- **WHAT TO WORK ON**:
a: According to the passage on actinobacteria metabolic engineering, what is the Helmholtz Institute for Pharmaceutical Research Saarland (HIPS) a branch of?
b: Continue the passage on actinobacteria metabolic engineering from where it ends.

- **PASSAGE PROVIDED**:
>>>

Actinobacteria Metabolic Engineering

This group is located at the Helmholtz Institute for Pharmaceutical Research Saarland (HIPS)

The growing resistance towards established antibiotics presents a serious problem especially with infectious diseases. The development of new drugs is mainly based on known molecules and mechanisms, which allows bacteria to assimilate rapidly. Hence, scientists are looking for novel drugs. At the Helmholtz Institute for Pharmaceutical Research Saarland (HIPS), a branch of the Helmholtz Centre for Infection Research (HZI) at Braunschweig, the researchers develop new pathways, by which they force actinomycetes to produce hitherto unknown compounds.

<<<

Stored data:
>>>

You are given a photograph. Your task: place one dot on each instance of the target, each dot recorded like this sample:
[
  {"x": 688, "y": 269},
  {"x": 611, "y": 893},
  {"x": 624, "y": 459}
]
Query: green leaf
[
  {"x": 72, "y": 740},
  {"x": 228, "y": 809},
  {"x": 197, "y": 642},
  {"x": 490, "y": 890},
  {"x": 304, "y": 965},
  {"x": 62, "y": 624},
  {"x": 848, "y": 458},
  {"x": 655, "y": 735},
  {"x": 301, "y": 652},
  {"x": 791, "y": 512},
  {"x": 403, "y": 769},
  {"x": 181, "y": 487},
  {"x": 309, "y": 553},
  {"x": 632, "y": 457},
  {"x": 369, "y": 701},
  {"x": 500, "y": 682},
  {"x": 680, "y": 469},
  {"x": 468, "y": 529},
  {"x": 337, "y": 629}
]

<<<

- **ANSWERS BY TASK**:
a: It is a branch of the Helmholtz Centre for Infection Research (HZI) at Braunschweig.

b:
Leader

Our Research

Actinomycetes are a well-known and very intensively examined group of bacteria. They have produced various antibiotics and antitumor drugs and are industrially used to produce antibiotics and agro chemicals. Despite them being thoroughly studied, a huge potential remains still to be revealed. Recent DNA deciphering efforts, where the entire genomes of actinomycetes have been sequenced, revealed that these bacteria remained a very rich source of new potentially active natural products. Hence, a huge reservoir of bioactive molecules stays “hidden” in the numerous publicly available bacterial genomes and metagenomes, confirming the strong limitations of conventional approaches for novel drug discovery. Therefore, the major challenge in the field is exploitation of this untapped genomic potential, and its conversion into bioactive chemical entities for their further development as drugs. In our department we aim to apply a synthetic biology approaches and to develop a truly functional technology platform for discovery, bioengineering and sustainable supply those hidden in genomes compounds for pharmacological testing.

A synthetic biology driven approach includes:

  1. capturing pathways encoding bioactive molecules;
  2. their complete “refactoring” via substitution of every natural regulatory DNA “component” with synthetic genetic control elements;
  3. transplantation of these refactored pathways into simplified reliable bacteria for production of bioactive natural products.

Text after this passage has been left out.